> [Task goal] Please present the listing below as a numbered list, omitting the blank lines.

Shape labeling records
==============================

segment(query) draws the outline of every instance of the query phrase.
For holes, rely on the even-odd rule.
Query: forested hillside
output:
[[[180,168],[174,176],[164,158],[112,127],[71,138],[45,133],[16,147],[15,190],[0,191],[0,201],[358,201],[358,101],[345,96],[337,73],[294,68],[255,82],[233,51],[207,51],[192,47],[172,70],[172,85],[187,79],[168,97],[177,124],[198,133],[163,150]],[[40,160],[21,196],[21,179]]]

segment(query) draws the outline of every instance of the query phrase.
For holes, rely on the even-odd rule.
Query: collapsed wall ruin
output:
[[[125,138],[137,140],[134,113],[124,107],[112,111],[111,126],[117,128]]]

==============================

> [Result of this exercise]
1. segment(query) draws the outline of every instance of the query phrase.
2. For holes, rely on the even-odd rule.
3. Query: forested hillside
4. output:
5. [[[180,168],[174,176],[164,158],[112,127],[71,138],[45,133],[16,147],[15,190],[0,191],[0,201],[358,201],[358,101],[345,96],[337,73],[294,68],[255,82],[233,51],[207,51],[192,47],[172,70],[172,85],[187,79],[168,97],[177,124],[198,133],[163,150]],[[40,160],[21,196],[21,179]]]
6. segment(query) draws the outline of every instance of the query phrase.
7. For holes, rely on the even-odd rule.
8. Query: collapsed wall ruin
9. output:
10. [[[125,138],[137,140],[134,113],[124,107],[112,111],[111,126],[117,128]]]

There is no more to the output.